Consigne A: Relevez toutes les lignes de la liste qui contiennent la chaîne « front ». La casse doit être respectée.

Pendant l’administration de M. de Theux, qui se prolongea, à travers des remaniemens successifs, du 4 août 1834 jusqu’en avril 1840, la connivence fut complète entre le clergé et le cabinet. Ce n’était plus d’ailleurs dans la curée des places, dans les complaisances volontaires ou forcées de tel ou tel ministre, que le clergé voyait sa principale ressource électorale. Dès 1836, la Belgique comptait déjà près de quatre cents maisons religieuses, possédant toutes des biens-fonds considérables qu’elles divisaient en petits fermages pour créer de nouveaux électeurs dans les campagnes, et des capitaux dont le placement intelligent recrutait d’autres électeurs dans le petit commerce des villes. Ces précautions. Devenaient-elles insuffisantes, des fonds, provenant de souscriptions et de quêtes, complétaient les contributions ou patentes de ceux des affidés du clergé qui ne payaient pas le cens requis, et improvisaient une majorité cléricale dans les collèges dont le parti libéral se défiait le moins. On devine le prompt effet de ces manœuvres dans un pays où le sénat, tous les quatre ans, et la chambre des représentans, tous les deux ans, sont renouvelés par moitié.

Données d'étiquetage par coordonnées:

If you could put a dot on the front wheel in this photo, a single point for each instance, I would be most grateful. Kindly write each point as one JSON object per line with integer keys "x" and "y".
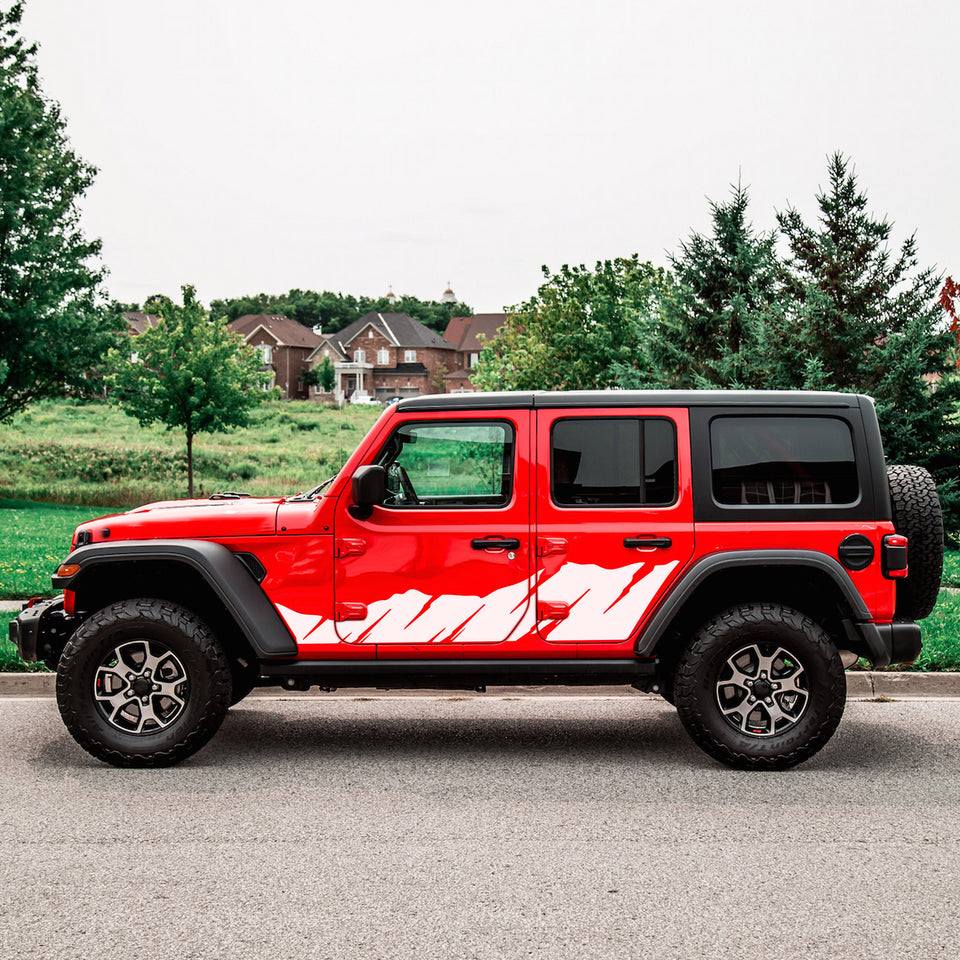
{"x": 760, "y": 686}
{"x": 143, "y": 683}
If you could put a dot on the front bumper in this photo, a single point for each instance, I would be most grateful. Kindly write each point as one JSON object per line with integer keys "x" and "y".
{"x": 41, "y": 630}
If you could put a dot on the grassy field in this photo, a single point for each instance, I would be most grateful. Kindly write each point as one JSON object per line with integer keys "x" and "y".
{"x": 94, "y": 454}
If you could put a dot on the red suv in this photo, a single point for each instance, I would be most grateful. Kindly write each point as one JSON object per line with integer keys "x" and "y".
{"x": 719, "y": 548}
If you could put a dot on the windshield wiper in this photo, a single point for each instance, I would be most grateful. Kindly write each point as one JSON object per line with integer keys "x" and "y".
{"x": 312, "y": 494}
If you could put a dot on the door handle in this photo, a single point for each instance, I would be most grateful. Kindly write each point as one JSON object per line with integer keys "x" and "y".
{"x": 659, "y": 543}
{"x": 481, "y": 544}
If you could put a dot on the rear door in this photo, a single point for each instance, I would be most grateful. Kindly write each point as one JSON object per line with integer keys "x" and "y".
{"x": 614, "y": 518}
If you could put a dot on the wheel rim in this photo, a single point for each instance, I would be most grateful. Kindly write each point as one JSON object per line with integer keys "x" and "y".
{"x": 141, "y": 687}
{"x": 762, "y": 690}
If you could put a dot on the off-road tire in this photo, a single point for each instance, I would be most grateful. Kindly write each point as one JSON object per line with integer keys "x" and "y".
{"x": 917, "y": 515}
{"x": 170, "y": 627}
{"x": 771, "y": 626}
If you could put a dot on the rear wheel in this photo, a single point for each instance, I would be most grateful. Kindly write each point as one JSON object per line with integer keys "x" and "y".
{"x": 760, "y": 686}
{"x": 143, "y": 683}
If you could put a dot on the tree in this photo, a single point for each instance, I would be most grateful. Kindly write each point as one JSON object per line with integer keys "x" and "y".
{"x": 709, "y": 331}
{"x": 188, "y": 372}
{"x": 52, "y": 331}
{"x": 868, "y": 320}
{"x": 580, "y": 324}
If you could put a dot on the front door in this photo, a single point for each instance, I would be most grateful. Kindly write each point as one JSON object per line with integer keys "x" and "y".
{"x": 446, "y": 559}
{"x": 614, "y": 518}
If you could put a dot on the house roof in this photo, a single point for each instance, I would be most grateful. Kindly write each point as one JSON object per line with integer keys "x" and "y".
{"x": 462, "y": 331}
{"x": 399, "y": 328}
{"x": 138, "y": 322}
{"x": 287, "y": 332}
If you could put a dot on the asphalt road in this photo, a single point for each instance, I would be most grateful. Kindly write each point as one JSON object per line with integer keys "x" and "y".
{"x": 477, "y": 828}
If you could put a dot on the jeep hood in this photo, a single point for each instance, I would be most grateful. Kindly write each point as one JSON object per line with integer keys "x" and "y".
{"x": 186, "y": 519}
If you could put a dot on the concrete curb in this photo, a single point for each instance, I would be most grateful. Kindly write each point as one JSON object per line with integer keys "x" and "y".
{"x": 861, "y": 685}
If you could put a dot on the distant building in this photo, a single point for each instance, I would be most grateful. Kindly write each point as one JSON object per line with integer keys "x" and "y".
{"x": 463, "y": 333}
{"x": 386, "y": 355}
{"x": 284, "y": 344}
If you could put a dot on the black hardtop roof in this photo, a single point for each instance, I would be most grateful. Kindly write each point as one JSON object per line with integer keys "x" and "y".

Consigne B: Pour chaque affirmation ci-dessous, indiquez si elle est conforme à la page. Répondez par oui ou non et citez les mots décisifs de la page. (i) L'administration de M. de Theux a débuté le 4 août 1834. (ii) En 1836, la Belgique comptait plus de cinq cents maisons religieuses. (iii) La chambre des représentans est renouvelée par moitié tous les quatre ans.

Corrigé détaillé A:
If you could put a dot on the front wheel in this photo, a single point for each instance, I would be most grateful. Kindly write each point as one JSON object per line with integer keys "x" and "y".
If you could put a dot on the front bumper in this photo, a single point for each instance, I would be most grateful. Kindly write each point as one JSON object per line with integer keys "x" and "y".
If you could put a dot on the front door in this photo, a single point for each instance, I would be most grateful. Kindly write each point as one JSON object per line with integer keys "x" and "y".

Corrigé détaillé B:
(i) Oui : « du 4 août 1834 jusqu’en avril 1840 ».
(ii) Non : « près de quatre cents maisons religieuses ».
(iii) Non : « la chambre des représentans, tous les deux ans ».